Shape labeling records

################

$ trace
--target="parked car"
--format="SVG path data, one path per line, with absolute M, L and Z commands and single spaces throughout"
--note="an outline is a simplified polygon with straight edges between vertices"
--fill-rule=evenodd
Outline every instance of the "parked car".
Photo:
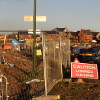
M 91 47 L 86 47 L 80 49 L 76 57 L 80 62 L 94 61 L 95 57 L 97 57 L 97 52 Z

################

WORK TO DO -
Copy all of the data above word for word, leaving out the pictures.

COMPLETED EXERCISE -
$ trace
--target="parked car"
--format="SVG path data, one path per line, with absolute M, L and Z commands and single spaces throughout"
--note="an outline is a simplified polygon with straight edges between vertices"
--fill-rule=evenodd
Outline every instance of the "parked car".
Photo:
M 91 47 L 86 47 L 80 49 L 76 57 L 80 62 L 94 61 L 95 57 L 97 57 L 97 52 Z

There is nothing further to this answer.